◆ Recorded information ◆
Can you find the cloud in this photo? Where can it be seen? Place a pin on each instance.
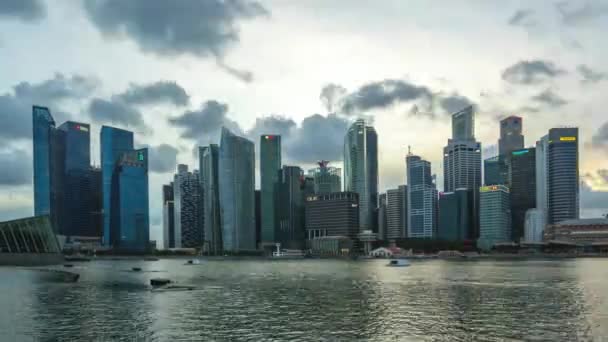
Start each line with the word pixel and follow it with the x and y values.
pixel 26 10
pixel 531 72
pixel 382 94
pixel 163 158
pixel 331 95
pixel 16 107
pixel 523 17
pixel 17 167
pixel 170 28
pixel 549 98
pixel 158 92
pixel 589 75
pixel 115 112
pixel 205 123
pixel 578 15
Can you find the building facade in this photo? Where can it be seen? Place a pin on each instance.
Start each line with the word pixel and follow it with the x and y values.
pixel 361 170
pixel 396 213
pixel 237 192
pixel 270 165
pixel 494 216
pixel 421 199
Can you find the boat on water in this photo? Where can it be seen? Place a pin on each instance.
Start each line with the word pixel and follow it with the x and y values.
pixel 398 263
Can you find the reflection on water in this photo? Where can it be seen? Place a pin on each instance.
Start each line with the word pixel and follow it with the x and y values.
pixel 312 300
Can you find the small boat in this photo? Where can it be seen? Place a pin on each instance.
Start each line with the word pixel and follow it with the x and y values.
pixel 398 263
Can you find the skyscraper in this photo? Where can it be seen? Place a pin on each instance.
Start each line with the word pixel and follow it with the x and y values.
pixel 494 216
pixel 270 164
pixel 114 142
pixel 563 175
pixel 361 170
pixel 236 190
pixel 209 167
pixel 421 198
pixel 396 213
pixel 511 137
pixel 326 179
pixel 290 208
pixel 462 159
pixel 522 183
pixel 129 220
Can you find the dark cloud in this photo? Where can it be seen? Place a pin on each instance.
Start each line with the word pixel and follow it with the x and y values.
pixel 16 167
pixel 574 14
pixel 589 75
pixel 550 98
pixel 27 10
pixel 382 94
pixel 163 158
pixel 169 28
pixel 115 112
pixel 158 92
pixel 331 95
pixel 204 124
pixel 16 107
pixel 523 17
pixel 531 72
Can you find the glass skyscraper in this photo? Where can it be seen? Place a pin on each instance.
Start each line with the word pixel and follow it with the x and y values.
pixel 237 198
pixel 114 142
pixel 270 164
pixel 361 170
pixel 129 220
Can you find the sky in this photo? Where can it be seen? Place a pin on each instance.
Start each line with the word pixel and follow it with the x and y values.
pixel 175 72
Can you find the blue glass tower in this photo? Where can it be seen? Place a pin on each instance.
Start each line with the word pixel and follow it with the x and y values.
pixel 114 142
pixel 129 220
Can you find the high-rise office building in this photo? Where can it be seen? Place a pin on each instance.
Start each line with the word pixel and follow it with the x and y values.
pixel 361 170
pixel 270 164
pixel 462 159
pixel 335 214
pixel 129 220
pixel 237 192
pixel 209 168
pixel 396 213
pixel 511 137
pixel 494 216
pixel 188 211
pixel 455 215
pixel 290 208
pixel 168 217
pixel 563 175
pixel 522 184
pixel 421 198
pixel 114 142
pixel 326 178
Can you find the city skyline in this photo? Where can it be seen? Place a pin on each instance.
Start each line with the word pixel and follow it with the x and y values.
pixel 153 95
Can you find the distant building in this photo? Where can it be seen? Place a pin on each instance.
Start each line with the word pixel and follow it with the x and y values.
pixel 270 164
pixel 209 178
pixel 534 226
pixel 421 198
pixel 129 202
pixel 326 179
pixel 494 216
pixel 511 137
pixel 237 192
pixel 396 213
pixel 522 185
pixel 455 215
pixel 335 214
pixel 290 208
pixel 361 170
pixel 563 175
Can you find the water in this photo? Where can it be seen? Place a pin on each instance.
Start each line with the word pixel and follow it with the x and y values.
pixel 312 300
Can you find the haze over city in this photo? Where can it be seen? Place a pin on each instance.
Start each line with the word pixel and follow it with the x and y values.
pixel 303 70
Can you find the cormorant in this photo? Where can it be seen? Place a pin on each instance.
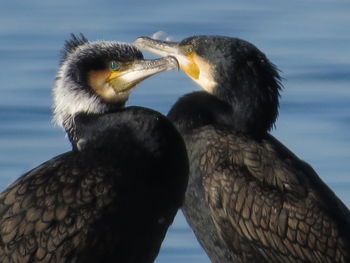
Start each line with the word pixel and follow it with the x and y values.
pixel 249 198
pixel 113 197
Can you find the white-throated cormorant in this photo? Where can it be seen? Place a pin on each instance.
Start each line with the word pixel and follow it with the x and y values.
pixel 249 198
pixel 113 197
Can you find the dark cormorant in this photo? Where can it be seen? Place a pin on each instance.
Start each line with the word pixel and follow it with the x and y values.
pixel 113 197
pixel 249 198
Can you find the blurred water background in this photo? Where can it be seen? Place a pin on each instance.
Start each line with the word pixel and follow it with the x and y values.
pixel 308 40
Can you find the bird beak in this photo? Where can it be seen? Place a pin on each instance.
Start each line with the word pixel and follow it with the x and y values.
pixel 159 47
pixel 138 71
pixel 165 48
pixel 196 67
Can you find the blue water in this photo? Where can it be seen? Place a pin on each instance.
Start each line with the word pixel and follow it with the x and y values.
pixel 308 40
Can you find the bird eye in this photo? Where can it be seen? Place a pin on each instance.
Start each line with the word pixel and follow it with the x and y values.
pixel 115 66
pixel 188 50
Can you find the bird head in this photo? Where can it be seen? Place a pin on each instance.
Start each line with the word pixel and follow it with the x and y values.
pixel 233 70
pixel 98 77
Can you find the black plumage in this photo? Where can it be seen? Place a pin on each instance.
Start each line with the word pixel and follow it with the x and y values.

◆ Exercise description ◆
Rewrite all the records above as a numbered list, one line per item, skipping any blank lines. Leave the pictures out.

◆ Exercise response ◆
1. Can you find the cloud in this photo? Where can it be seen? Place a pin on each instance.
2. Start each line with the word pixel and follow it with the x and y values.
3. pixel 26 10
4. pixel 531 72
5. pixel 382 94
6. pixel 163 158
7. pixel 331 95
8. pixel 16 107
9. pixel 523 17
10. pixel 17 167
11. pixel 170 28
12. pixel 549 98
13. pixel 158 92
14. pixel 589 75
15. pixel 115 112
16. pixel 205 123
17. pixel 578 15
18. Can you find the building facade in this photo? Where can it be seen? Place a pin on each instance.
19. Start each line with the word pixel and follow it with the x and y values.
20. pixel 361 170
21. pixel 396 213
22. pixel 237 192
23. pixel 270 165
24. pixel 494 216
25. pixel 421 199
26. Can you find the boat on water in this photo? Where can it be seen? Place a pin on each instance.
27. Start each line with the word pixel and follow it with the x and y values.
28. pixel 398 263
29. Can you find the reflection on water in this photo? Where can it be seen? Place a pin on each instance.
30. Start each line with the word pixel and follow it with the x and y values.
31. pixel 312 300
32. Can you find the small boat in this photo? Where can it be seen? Place a pin on each instance.
33. Start each line with the word pixel and follow it with the x and y values.
34. pixel 398 263
35. Can you find the skyscraper in this photo? Where can it be seen? Place a pin on each instance.
36. Start each line with the word pixel and follow it with the x and y values.
37. pixel 494 216
38. pixel 270 164
39. pixel 114 142
40. pixel 563 175
41. pixel 361 170
42. pixel 236 190
43. pixel 209 167
44. pixel 421 198
45. pixel 396 213
46. pixel 511 137
47. pixel 326 179
48. pixel 290 208
49. pixel 462 159
50. pixel 522 183
51. pixel 129 220
52. Can you find the dark cloud in this photo? Where can it be seen? Place a pin on each instance.
53. Start each line with the word pixel and follow it with the x and y values.
54. pixel 16 167
55. pixel 574 14
56. pixel 589 75
57. pixel 550 98
58. pixel 27 10
59. pixel 382 94
60. pixel 163 158
61. pixel 169 28
62. pixel 115 112
63. pixel 158 92
64. pixel 331 95
65. pixel 204 124
66. pixel 16 107
67. pixel 523 17
68. pixel 531 72
69. Can you find the glass skyscraper in this photo? Where can it be seen? Place a pin on each instance.
70. Start each line with the word pixel and follow it with the x and y values.
71. pixel 237 198
72. pixel 114 142
73. pixel 270 164
74. pixel 361 170
75. pixel 129 220
76. Can you find the sky in this photo? Where can it be seen? Place a pin on each instance.
77. Start each line with the word pixel and follow it with the x and y values.
78. pixel 175 72
79. Can you find the blue glass tower in this photo? Where can it be seen? Place a pin on each instance.
80. Start each line with the word pixel and follow it with the x and y values.
81. pixel 114 142
82. pixel 129 220
83. Can you find the high-rise office building in this photo? Where can it be seen? Place a pin on each instance.
84. Start each line with the word pixel and follow it with the x and y values.
85. pixel 361 170
86. pixel 270 164
87. pixel 462 159
88. pixel 335 214
89. pixel 129 220
90. pixel 237 192
91. pixel 209 168
92. pixel 396 213
93. pixel 511 137
94. pixel 494 216
95. pixel 188 211
96. pixel 455 215
97. pixel 290 208
98. pixel 168 217
99. pixel 563 175
100. pixel 522 184
101. pixel 421 198
102. pixel 114 142
103. pixel 326 178
104. Can you find the city skyline in this photo? Where can it be seen? Place a pin on each instance.
105. Start each line with the word pixel and follow it with the x and y values.
106. pixel 153 95
107. Can you find the distant building in this photo? Where can it be seen? Place a pin on each instance.
108. Start each line with the word pixel and follow it with the x and y values.
109. pixel 270 164
110. pixel 209 178
111. pixel 534 226
112. pixel 421 198
113. pixel 129 202
114. pixel 326 179
115. pixel 494 216
116. pixel 511 137
117. pixel 237 192
118. pixel 396 213
119. pixel 522 185
120. pixel 455 215
121. pixel 335 214
122. pixel 290 208
123. pixel 361 170
124. pixel 563 175
125. Can you find the water in this photo? Where can it be seen? Place a pin on each instance.
126. Start each line with the word pixel and follow it with the x and y values.
127. pixel 312 300
128. Can you find the haze over city in this photo? Where can it be seen? Place a pin on each instance.
129. Start each line with the word pixel and follow it with the x and y values.
130. pixel 303 70
131. Can you find the cormorant in this photo? Where can it be seen? Place a pin on each instance.
132. Start each line with the word pixel and follow it with the x and y values.
133. pixel 249 198
134. pixel 113 197
135. Can you find the white-throated cormorant in this photo? Where can it be seen? Place a pin on each instance.
136. Start each line with the word pixel and follow it with the x and y values.
137. pixel 249 198
138. pixel 113 197
139. Can you find the dark cormorant in this photo? Where can it be seen? Place a pin on each instance.
140. Start each line with the word pixel and follow it with the x and y values.
141. pixel 113 197
142. pixel 249 198
143. Can you find the blurred water background in this photo? Where can it be seen? Place a pin on each instance.
144. Start each line with the word pixel and follow it with the x and y values.
145. pixel 308 40
146. Can you find the bird beak in this photo? Where can it be seen? Place a pin on each instance.
147. Start each line with the word pixel and follow it with the x and y values.
148. pixel 159 47
149. pixel 138 71
150. pixel 165 48
151. pixel 196 67
152. Can you find the blue water in this photo? Where can it be seen? Place a pin on each instance.
153. Start each line with the word pixel and follow it with the x and y values.
154. pixel 308 40
155. Can you find the bird eye in this photo? Where can it be seen? Place a pin on each instance.
156. Start each line with the word pixel and follow it with the x and y values.
157. pixel 115 66
158. pixel 188 50
159. Can you find the bird head in this photo? Where can it be seen? Place a pin on each instance.
160. Start each line with the word pixel and follow it with the x and y values.
161. pixel 233 70
162. pixel 98 77
163. Can you find the black plumage in this photo? Where can it be seen? Place a pin on each instance.
164. Start each line with the word pixel and follow it with the x and y values.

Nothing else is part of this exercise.